Exercise material –
^^^^

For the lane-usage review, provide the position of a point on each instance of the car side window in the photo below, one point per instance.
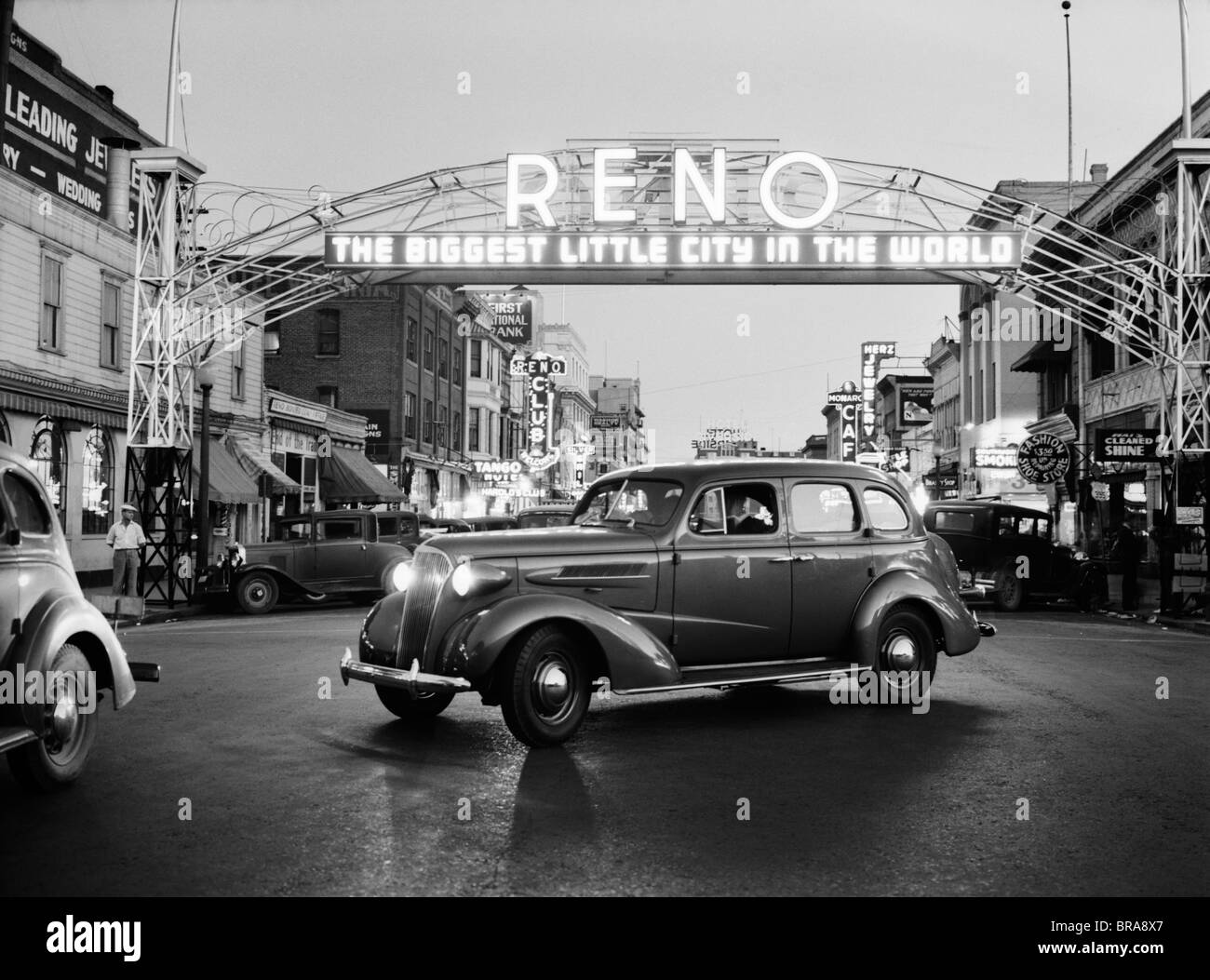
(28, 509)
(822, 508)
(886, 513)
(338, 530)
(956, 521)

^^^^

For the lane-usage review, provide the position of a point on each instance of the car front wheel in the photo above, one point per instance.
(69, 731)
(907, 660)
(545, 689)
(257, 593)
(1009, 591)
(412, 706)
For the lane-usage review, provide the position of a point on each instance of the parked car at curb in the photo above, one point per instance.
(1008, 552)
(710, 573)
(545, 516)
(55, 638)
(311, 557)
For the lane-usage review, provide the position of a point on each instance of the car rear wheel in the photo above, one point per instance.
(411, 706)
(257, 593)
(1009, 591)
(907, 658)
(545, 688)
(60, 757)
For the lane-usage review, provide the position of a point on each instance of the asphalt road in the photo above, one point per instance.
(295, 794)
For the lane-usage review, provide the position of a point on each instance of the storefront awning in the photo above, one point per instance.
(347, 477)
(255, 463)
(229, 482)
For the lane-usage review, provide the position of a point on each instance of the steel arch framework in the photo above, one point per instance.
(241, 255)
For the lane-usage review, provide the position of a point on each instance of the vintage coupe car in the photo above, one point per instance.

^^^^

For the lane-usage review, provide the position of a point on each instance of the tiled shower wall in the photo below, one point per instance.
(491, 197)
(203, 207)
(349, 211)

^^^^

Reproduce the lines word for word, starting at the line that contains "of the asphalt" and ending after the line that contains "of the vintage".

Response to the exercise –
For the lane-usage review, provide the position of a point on each instance of the asphalt road in the photo above, one point per instance.
(295, 794)
For the lane-usage review, provide the position of a point on each instance of the storefront awning in the photo above, one point per instance.
(347, 477)
(255, 463)
(229, 482)
For the lane-usage review, provide the position of a point on each instance of the steel arch framework in the photo above, one point per instance.
(241, 255)
For the lane-usage review, provide the position of a point on each instance of the vintage coupe car in the photo above, one point per instance.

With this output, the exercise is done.